━━━ DATA IN THIS EXERCISE ━━━
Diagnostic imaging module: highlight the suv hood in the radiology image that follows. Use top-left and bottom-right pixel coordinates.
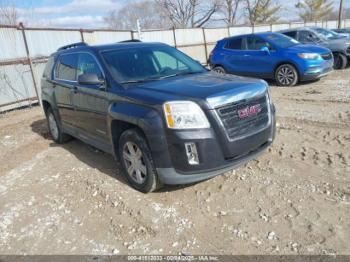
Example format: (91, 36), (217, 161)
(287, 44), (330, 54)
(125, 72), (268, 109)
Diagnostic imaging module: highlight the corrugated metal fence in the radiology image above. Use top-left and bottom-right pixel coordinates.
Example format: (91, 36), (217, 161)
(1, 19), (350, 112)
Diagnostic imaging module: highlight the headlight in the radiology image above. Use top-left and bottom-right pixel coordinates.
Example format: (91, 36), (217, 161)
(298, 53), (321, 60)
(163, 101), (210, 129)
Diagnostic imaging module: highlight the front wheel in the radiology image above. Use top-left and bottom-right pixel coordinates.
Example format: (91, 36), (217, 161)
━━━
━━━ DATA IN THIS EXERCISE ━━━
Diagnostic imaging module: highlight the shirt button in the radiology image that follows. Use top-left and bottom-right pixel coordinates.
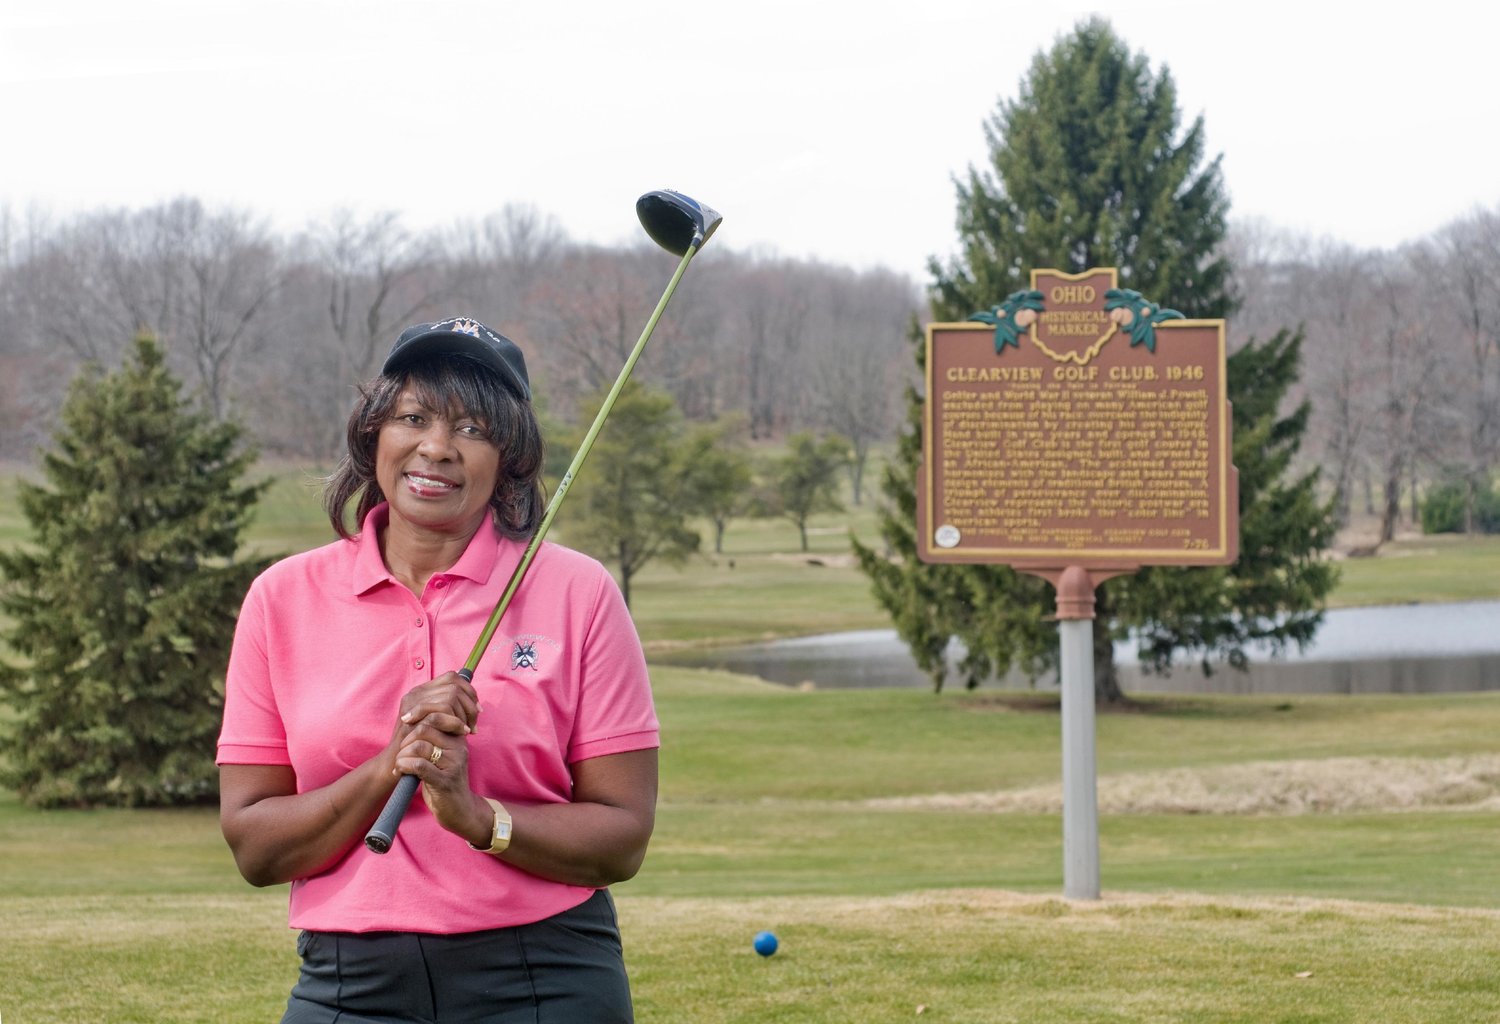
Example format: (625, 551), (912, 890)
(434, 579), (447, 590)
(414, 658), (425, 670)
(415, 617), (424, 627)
━━━
TASK STATEMENT:
A line belongs in the answer if it contains the word "follows"; please copy each such line from the material.

OUTPUT OF THE TASK:
Diagnostic imaging module: highlight the suv hood in the radiology image that follows. Use top-left and bottom-right pixel coordinates.
Diagnostic imaging module: highlight the shirt button in the radiology image that follows. Use top-left and bottom-right pixel coordinates.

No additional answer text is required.